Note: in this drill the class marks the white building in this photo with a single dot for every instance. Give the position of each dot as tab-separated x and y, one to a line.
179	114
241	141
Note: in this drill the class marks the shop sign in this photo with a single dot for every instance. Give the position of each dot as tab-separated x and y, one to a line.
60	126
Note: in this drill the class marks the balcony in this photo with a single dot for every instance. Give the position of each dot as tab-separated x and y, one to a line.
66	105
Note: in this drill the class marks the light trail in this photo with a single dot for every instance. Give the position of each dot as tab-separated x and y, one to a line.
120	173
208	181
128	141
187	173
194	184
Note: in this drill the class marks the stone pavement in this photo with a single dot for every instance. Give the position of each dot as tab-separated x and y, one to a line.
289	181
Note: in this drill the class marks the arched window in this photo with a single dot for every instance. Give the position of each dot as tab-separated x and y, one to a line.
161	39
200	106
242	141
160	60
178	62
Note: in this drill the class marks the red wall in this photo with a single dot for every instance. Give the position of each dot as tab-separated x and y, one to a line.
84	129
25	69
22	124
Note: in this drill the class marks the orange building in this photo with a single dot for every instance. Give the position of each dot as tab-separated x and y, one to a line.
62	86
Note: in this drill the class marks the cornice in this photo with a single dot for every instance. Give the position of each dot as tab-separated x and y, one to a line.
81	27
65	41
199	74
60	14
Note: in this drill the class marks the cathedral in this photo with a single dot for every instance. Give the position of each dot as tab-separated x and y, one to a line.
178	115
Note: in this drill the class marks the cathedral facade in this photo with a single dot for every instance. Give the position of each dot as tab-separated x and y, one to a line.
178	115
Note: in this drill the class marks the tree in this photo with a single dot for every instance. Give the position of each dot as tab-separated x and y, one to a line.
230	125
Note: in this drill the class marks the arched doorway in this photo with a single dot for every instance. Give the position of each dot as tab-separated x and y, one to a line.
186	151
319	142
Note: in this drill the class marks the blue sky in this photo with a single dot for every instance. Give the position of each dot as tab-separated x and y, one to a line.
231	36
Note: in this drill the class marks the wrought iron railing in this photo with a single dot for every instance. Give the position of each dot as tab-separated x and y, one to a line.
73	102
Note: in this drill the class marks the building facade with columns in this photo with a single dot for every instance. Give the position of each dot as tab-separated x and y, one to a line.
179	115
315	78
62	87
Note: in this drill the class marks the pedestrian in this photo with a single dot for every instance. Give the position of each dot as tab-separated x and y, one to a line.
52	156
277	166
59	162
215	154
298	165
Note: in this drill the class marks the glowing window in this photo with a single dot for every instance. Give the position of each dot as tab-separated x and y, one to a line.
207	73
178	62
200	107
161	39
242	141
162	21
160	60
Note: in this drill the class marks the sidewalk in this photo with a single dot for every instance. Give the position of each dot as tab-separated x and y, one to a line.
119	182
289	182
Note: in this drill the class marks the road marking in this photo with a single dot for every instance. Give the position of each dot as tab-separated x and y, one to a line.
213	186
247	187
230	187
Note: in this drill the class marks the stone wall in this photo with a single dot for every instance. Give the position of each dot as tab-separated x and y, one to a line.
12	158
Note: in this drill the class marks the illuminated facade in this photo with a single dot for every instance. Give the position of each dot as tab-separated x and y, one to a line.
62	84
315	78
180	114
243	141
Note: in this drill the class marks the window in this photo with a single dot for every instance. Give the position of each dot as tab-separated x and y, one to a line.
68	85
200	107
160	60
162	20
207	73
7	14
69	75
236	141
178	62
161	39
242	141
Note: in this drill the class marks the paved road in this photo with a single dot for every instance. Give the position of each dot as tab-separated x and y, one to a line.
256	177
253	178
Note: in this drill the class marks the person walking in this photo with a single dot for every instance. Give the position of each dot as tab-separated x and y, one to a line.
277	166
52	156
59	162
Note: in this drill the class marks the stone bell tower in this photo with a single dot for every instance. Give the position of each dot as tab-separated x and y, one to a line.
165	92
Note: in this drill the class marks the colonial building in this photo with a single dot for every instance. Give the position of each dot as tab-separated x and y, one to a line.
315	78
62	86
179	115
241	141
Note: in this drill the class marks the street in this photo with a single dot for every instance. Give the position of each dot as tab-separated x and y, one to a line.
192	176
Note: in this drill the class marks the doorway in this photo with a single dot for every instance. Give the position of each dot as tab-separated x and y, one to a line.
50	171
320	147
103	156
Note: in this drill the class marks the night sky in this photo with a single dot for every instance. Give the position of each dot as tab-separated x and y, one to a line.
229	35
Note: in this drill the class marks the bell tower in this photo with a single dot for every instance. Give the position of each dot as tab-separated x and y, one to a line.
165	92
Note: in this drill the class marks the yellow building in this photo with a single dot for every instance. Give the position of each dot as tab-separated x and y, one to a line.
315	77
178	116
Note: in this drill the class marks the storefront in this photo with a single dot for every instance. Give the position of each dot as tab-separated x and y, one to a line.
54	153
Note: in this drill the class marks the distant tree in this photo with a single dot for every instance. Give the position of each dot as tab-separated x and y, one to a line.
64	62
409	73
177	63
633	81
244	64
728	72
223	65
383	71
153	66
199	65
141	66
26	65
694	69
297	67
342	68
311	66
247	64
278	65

------------------------

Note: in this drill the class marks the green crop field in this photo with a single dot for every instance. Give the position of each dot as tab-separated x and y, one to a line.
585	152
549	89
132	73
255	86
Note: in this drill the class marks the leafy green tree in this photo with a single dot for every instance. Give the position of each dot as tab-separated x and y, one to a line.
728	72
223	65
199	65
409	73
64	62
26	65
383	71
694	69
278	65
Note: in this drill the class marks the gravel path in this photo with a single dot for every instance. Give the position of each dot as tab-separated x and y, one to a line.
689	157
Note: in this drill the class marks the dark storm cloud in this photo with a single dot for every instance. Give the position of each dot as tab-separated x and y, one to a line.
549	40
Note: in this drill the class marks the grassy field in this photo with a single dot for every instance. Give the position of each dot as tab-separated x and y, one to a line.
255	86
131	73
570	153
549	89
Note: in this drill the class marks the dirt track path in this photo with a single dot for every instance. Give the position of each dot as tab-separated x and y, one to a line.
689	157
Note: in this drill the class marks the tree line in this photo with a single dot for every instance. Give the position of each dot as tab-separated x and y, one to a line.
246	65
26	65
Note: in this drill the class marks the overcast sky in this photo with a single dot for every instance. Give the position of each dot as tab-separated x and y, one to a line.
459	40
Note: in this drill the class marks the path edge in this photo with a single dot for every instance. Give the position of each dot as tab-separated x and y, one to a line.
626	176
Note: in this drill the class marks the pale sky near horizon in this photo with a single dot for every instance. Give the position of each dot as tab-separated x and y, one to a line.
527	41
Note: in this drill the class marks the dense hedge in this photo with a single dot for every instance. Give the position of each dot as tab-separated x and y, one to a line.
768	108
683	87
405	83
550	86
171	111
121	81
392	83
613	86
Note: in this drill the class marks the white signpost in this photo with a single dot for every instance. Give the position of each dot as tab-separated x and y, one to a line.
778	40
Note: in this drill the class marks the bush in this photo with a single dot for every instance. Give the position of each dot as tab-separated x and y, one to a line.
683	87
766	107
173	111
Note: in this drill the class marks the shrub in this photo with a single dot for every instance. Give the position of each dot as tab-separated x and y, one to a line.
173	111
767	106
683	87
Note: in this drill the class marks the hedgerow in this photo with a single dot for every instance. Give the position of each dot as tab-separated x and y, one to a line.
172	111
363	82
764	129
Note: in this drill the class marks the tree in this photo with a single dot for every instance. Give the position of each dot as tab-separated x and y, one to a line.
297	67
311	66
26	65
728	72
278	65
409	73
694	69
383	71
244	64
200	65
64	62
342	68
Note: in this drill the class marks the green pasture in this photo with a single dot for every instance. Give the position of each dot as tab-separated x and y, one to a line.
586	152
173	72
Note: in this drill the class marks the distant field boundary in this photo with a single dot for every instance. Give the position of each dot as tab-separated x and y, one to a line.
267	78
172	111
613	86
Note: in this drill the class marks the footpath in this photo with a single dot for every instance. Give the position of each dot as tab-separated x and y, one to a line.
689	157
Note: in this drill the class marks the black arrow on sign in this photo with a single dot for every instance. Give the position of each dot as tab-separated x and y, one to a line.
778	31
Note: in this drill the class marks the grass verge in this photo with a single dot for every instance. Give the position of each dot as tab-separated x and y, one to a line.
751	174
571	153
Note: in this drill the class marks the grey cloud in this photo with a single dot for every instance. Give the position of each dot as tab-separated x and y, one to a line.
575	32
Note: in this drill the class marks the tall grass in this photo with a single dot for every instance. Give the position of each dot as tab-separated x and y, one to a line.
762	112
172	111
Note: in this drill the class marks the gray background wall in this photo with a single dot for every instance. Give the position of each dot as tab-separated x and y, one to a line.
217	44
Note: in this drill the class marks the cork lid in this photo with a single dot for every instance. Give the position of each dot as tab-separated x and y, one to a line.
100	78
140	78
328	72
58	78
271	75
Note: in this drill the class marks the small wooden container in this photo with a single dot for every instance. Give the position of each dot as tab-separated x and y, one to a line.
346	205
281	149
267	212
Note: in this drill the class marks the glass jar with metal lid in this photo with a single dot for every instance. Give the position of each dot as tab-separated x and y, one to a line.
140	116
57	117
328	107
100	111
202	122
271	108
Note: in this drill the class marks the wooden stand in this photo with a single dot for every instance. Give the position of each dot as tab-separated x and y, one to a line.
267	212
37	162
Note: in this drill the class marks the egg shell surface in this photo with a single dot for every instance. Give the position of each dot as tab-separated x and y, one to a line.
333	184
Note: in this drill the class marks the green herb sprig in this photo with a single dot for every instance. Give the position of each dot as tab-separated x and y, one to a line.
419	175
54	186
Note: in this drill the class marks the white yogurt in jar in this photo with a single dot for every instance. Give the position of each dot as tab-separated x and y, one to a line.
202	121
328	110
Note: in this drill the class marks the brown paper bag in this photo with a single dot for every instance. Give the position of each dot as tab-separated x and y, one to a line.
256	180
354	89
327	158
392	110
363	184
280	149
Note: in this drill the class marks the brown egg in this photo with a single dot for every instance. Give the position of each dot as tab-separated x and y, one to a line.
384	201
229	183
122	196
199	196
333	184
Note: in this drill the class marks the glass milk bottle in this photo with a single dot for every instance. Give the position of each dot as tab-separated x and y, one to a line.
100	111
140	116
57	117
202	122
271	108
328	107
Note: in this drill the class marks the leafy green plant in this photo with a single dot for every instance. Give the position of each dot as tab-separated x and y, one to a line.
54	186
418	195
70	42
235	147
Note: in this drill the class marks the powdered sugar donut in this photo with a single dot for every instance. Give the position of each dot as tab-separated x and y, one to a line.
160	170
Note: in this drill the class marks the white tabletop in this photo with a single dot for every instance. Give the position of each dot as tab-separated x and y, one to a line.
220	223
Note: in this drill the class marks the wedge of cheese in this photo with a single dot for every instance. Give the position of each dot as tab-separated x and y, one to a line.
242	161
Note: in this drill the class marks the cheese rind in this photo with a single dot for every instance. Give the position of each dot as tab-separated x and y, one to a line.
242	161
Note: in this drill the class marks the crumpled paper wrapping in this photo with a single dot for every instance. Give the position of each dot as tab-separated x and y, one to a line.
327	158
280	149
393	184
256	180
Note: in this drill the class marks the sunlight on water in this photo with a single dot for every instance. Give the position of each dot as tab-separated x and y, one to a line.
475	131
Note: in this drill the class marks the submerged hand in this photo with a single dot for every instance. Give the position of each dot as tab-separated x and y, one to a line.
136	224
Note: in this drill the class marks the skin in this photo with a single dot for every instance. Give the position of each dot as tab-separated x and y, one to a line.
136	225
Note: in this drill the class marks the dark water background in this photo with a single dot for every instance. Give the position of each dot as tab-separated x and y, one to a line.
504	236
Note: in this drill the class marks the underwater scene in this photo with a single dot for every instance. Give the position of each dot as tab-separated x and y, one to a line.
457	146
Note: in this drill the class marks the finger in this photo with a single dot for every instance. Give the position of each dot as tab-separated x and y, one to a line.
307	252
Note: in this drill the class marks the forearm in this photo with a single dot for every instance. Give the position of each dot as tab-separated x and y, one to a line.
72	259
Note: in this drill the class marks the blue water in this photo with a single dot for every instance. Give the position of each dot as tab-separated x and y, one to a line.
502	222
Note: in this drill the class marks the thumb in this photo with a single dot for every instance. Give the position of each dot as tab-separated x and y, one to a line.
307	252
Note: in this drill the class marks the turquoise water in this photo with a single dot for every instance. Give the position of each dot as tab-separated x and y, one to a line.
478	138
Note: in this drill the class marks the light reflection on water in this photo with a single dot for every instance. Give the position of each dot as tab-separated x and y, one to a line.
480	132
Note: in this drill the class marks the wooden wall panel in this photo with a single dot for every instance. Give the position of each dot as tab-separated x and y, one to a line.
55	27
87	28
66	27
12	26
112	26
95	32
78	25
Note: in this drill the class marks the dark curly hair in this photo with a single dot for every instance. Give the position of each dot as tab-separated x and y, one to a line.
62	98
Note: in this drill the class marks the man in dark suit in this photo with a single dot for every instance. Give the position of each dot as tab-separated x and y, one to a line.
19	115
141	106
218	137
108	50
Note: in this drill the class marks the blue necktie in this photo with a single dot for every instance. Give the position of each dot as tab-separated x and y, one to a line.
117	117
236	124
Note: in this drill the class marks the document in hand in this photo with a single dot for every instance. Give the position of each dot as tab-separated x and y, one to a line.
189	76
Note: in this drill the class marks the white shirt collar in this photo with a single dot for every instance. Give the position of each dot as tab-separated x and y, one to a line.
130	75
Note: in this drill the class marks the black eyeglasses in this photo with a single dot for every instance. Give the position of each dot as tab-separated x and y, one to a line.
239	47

------------------------

■ **Required task**
Gather every line from the data above that contains the string "bell", and list each one on its own line.

■ **Exercise answer**
Note: in this drill the class marks the stone bell tower in this photo with a single dot for every instance. Give the position of each dot as tab-separated x and y, one to a line.
Note: in this drill the class marks the bell tower in this photo with a single dot for every instance. Give the position of each dot as tab-separated x and y, one to a line.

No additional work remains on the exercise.